⟨

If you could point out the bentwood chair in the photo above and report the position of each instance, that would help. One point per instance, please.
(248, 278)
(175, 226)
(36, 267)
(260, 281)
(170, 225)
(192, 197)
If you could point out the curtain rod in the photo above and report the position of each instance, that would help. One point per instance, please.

⟩

## TASK DESCRIPTION
Each line of the listing is to be printed again, unchanged.

## WRITTEN ANSWER
If you could point out the bentwood chair in the photo above and report the position of each instance, that would help. One point per instance, please.
(248, 278)
(175, 226)
(36, 267)
(260, 281)
(170, 225)
(192, 197)
If you could point out the curtain rod in the photo above and report the position of each instance, that would help. One point per instance, please.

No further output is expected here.